SET PROBLEM: Reproduce the records below verbatim, beginning with the first line and ending after the line that contains "x=816, y=241". Include both of those lines.

DATA EXCERPTS:
***
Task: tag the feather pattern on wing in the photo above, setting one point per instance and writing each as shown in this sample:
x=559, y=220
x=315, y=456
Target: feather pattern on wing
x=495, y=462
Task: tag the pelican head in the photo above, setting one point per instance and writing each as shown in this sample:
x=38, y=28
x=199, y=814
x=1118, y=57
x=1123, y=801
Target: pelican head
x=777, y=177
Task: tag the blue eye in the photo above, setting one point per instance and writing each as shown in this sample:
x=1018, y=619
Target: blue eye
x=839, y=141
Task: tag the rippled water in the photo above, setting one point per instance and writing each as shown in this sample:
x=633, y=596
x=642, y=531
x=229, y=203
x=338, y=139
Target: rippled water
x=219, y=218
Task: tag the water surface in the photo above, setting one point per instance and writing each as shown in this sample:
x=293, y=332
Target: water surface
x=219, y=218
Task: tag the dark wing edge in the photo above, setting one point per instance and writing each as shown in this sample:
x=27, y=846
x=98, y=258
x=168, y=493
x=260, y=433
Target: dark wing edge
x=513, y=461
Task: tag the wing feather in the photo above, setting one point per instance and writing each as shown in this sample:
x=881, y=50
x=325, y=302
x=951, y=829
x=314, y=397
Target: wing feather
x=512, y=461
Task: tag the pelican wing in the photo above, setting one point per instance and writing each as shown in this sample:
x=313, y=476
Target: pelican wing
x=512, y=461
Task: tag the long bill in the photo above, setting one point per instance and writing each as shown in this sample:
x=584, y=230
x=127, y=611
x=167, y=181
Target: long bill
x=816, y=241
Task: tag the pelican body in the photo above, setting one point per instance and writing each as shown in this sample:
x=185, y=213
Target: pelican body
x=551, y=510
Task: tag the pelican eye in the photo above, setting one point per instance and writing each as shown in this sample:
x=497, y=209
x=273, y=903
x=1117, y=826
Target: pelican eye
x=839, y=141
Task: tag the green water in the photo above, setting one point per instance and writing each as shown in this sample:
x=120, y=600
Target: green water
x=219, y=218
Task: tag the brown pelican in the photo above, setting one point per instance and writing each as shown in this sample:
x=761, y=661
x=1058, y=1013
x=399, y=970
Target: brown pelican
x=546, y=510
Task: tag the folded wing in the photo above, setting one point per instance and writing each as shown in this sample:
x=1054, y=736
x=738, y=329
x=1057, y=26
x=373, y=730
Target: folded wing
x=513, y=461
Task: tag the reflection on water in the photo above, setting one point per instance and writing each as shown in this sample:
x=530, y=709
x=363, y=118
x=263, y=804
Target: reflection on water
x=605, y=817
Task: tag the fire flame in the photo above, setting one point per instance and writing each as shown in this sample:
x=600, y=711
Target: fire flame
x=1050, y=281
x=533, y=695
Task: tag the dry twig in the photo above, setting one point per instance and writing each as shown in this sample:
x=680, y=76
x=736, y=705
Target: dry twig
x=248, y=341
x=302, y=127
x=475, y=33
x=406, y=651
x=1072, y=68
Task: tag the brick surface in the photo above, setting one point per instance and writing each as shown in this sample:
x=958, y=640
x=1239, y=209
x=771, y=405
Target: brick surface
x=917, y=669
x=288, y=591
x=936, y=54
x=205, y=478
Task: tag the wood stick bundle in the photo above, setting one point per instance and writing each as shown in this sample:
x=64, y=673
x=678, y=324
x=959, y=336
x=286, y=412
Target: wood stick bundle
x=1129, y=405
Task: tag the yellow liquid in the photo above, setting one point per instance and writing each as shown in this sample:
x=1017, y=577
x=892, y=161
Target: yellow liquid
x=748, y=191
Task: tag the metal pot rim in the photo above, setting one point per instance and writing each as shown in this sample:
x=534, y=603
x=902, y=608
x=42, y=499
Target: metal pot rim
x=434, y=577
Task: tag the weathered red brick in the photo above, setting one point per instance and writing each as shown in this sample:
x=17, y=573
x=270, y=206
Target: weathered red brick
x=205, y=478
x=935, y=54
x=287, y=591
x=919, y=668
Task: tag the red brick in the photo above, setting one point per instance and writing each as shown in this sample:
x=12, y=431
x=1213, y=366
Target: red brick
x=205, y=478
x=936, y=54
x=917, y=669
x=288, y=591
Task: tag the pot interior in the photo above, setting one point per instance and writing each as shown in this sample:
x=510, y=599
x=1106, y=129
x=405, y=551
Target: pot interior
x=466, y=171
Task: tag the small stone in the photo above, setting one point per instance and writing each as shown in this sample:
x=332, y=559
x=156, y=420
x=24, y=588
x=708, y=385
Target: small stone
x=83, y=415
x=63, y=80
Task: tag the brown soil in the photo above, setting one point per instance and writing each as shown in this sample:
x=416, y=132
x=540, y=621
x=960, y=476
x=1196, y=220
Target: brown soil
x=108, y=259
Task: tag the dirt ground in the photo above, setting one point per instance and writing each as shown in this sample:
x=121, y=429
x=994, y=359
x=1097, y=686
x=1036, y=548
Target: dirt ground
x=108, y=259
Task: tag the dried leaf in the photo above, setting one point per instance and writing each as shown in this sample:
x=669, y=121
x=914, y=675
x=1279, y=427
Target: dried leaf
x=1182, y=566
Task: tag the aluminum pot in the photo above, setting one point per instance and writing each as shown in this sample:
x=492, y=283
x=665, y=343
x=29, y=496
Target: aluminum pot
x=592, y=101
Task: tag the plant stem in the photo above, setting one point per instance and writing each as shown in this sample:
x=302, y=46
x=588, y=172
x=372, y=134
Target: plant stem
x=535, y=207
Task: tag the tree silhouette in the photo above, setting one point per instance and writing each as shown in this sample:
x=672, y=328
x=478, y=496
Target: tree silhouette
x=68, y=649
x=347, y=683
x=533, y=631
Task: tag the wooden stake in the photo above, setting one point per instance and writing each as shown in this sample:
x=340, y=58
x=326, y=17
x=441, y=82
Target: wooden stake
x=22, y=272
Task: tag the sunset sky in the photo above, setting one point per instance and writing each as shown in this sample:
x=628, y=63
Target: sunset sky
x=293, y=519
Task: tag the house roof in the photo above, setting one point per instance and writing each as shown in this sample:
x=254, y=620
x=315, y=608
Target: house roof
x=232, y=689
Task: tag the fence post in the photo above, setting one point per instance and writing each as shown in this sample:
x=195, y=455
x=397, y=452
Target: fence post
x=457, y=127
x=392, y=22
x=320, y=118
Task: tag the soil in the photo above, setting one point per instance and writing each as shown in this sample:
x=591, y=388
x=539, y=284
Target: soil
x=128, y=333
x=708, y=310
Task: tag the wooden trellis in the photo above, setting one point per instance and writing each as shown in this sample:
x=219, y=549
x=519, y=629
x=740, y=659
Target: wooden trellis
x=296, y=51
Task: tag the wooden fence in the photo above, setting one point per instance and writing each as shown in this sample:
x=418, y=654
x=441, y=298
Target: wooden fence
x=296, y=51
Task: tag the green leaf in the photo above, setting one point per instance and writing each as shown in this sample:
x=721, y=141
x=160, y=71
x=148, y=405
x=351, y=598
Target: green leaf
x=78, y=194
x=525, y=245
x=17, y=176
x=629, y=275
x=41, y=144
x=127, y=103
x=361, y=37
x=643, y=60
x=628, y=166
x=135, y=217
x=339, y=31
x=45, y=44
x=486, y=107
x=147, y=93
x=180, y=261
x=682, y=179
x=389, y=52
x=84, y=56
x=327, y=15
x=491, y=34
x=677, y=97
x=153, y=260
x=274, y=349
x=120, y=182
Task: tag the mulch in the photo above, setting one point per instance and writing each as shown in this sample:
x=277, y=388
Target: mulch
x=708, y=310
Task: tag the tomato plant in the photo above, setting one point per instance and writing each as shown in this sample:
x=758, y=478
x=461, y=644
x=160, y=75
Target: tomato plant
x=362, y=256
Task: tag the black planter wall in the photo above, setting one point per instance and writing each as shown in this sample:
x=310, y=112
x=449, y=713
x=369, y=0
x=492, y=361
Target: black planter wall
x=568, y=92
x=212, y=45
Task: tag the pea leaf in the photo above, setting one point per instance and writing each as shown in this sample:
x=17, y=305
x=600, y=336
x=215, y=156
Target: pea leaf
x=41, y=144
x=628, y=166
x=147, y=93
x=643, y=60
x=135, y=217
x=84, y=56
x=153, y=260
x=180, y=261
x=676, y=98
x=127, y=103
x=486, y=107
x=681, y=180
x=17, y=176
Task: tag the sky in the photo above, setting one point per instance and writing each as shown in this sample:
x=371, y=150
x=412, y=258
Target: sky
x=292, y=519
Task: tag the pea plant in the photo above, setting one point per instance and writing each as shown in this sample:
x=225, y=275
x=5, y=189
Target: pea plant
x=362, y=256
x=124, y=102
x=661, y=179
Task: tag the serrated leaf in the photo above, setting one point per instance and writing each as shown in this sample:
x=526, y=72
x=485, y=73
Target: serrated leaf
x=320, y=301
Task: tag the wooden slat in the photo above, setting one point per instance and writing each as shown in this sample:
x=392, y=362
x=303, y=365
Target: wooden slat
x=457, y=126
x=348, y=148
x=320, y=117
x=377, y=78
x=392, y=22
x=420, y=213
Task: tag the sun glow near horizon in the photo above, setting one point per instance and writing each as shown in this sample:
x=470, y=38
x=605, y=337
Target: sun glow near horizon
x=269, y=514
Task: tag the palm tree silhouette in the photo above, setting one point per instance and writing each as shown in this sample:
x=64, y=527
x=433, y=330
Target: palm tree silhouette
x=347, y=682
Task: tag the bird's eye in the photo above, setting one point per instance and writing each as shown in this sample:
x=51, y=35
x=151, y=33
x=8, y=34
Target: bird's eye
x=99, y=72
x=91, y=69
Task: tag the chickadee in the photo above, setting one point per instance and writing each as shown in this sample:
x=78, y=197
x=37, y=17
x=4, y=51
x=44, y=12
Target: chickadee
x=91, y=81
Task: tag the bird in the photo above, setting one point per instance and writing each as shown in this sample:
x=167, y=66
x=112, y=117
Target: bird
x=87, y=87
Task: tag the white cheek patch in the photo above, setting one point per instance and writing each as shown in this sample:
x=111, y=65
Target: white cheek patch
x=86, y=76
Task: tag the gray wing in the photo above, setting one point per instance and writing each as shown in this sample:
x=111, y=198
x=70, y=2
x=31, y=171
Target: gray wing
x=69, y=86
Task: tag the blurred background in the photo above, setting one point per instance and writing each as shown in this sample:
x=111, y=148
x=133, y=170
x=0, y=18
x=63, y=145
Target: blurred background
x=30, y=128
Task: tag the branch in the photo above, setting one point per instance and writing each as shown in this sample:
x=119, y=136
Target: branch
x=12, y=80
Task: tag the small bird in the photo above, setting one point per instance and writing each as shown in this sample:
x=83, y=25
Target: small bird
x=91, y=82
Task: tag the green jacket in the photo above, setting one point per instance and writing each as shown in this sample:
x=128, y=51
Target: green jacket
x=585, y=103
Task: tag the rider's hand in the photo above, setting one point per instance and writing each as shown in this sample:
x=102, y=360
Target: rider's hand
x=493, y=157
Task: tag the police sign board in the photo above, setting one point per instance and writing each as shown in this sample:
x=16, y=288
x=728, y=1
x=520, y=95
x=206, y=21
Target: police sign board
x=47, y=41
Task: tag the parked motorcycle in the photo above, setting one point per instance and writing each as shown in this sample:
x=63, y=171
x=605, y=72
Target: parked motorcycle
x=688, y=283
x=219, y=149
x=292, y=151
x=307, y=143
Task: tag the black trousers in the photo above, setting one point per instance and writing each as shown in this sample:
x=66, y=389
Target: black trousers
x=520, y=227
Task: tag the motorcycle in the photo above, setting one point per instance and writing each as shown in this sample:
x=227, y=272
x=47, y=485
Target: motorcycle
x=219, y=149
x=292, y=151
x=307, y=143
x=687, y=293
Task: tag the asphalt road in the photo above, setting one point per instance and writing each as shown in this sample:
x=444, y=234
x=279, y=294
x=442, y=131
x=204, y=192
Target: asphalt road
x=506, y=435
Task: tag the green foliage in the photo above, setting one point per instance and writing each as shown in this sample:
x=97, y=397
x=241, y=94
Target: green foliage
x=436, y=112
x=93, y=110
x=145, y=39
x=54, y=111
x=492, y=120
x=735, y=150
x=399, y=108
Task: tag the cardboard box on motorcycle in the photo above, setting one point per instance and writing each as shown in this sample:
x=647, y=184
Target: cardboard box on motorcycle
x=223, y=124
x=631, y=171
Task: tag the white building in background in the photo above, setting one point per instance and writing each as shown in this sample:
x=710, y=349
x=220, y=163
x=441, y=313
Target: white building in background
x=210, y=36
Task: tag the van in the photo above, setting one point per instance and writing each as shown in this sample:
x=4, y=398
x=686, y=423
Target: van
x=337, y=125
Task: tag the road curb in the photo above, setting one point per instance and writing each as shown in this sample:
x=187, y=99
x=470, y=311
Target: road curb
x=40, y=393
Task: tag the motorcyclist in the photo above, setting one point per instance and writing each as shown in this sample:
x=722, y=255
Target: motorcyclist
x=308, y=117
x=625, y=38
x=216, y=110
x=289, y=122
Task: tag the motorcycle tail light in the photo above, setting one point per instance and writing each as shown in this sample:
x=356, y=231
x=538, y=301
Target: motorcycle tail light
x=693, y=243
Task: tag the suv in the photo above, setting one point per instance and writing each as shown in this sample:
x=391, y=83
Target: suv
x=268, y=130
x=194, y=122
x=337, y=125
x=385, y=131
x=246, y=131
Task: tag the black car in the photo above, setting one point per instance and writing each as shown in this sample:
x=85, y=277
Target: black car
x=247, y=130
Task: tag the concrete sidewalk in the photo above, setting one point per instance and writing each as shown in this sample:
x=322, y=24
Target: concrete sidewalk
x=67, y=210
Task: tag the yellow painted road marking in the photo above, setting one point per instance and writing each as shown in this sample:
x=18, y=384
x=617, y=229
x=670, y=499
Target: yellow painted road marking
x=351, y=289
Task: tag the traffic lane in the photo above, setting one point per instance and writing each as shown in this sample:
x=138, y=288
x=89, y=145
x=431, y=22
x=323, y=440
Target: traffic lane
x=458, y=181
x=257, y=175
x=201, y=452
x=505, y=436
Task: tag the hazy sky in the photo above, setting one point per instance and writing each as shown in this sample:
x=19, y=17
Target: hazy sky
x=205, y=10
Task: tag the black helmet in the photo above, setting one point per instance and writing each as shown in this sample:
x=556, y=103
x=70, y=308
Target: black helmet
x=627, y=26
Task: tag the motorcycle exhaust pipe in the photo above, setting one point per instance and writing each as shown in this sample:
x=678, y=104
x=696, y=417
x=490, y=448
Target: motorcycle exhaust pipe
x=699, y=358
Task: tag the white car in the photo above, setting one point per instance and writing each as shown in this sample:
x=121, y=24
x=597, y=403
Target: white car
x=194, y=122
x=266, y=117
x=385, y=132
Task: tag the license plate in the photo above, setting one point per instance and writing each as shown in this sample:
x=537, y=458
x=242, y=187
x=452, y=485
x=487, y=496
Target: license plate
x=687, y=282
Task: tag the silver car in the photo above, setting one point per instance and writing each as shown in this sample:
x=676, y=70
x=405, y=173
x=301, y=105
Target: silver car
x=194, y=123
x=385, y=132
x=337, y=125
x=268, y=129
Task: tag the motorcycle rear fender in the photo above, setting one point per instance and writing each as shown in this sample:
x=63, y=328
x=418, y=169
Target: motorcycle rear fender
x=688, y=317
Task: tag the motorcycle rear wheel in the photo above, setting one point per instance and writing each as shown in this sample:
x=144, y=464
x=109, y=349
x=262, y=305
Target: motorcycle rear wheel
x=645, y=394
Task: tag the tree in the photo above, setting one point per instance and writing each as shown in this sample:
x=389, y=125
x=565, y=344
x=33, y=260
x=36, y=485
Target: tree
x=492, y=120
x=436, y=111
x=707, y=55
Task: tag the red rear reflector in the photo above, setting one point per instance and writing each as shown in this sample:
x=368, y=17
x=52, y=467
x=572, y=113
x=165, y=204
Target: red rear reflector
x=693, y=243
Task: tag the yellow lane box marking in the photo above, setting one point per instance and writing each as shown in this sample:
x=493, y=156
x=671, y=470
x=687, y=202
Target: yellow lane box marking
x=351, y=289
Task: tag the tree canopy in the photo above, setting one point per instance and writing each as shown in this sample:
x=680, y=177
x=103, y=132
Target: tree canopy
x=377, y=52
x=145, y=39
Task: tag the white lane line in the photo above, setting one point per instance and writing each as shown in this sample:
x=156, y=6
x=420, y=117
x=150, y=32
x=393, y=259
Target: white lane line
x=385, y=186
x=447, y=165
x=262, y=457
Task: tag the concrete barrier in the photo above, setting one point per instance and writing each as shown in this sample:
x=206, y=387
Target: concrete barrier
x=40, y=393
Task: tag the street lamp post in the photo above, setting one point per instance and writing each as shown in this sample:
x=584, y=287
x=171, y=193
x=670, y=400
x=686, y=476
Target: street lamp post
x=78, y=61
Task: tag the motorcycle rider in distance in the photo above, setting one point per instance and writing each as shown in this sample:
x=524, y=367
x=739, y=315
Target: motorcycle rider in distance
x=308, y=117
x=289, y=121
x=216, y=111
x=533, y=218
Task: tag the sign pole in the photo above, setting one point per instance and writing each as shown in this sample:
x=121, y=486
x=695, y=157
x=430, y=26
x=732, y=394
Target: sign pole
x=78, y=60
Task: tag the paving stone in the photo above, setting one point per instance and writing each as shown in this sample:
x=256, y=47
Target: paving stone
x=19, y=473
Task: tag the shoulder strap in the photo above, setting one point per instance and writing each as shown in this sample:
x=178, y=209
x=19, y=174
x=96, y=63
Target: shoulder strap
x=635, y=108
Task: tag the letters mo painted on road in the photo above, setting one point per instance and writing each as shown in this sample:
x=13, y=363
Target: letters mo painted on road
***
TASK ANSWER:
Task: tag the feather pattern on wing in the photo above, setting one point per instance and writing each as shown in this sample:
x=559, y=220
x=315, y=456
Target: feather pattern on wing
x=495, y=462
Task: tag the pelican head in the photo above, setting one point per instance and writing each as shown in this sample:
x=38, y=28
x=199, y=814
x=1118, y=57
x=1123, y=801
Target: pelican head
x=777, y=177
Task: tag the blue eye in the photo above, setting one point per instance and writing each as shown in this sample:
x=1018, y=619
Target: blue eye
x=839, y=141
Task: tag the rippled water in the photo above, setting one point per instance and writing each as shown in this sample:
x=633, y=596
x=642, y=531
x=229, y=203
x=338, y=139
Target: rippled water
x=219, y=218
Task: tag the water surface in the photo above, setting one point per instance and writing each as shown in this sample:
x=293, y=332
Target: water surface
x=219, y=218
Task: tag the dark wing edge in the photo above, setting one point per instance and writing each as shown in this sample:
x=27, y=846
x=98, y=258
x=168, y=493
x=260, y=433
Target: dark wing edge
x=513, y=461
Task: tag the wing feather in the photo above, setting one point per instance and writing each as shown in this sample:
x=881, y=50
x=325, y=302
x=951, y=829
x=314, y=397
Target: wing feather
x=512, y=461
Task: tag the pelican wing in the photo above, setting one point per instance and writing each as shown in this sample:
x=313, y=476
Target: pelican wing
x=512, y=461
Task: tag the long bill in the photo above, setting one point per instance and writing each as shown in this sample:
x=584, y=230
x=127, y=611
x=167, y=181
Target: long bill
x=816, y=241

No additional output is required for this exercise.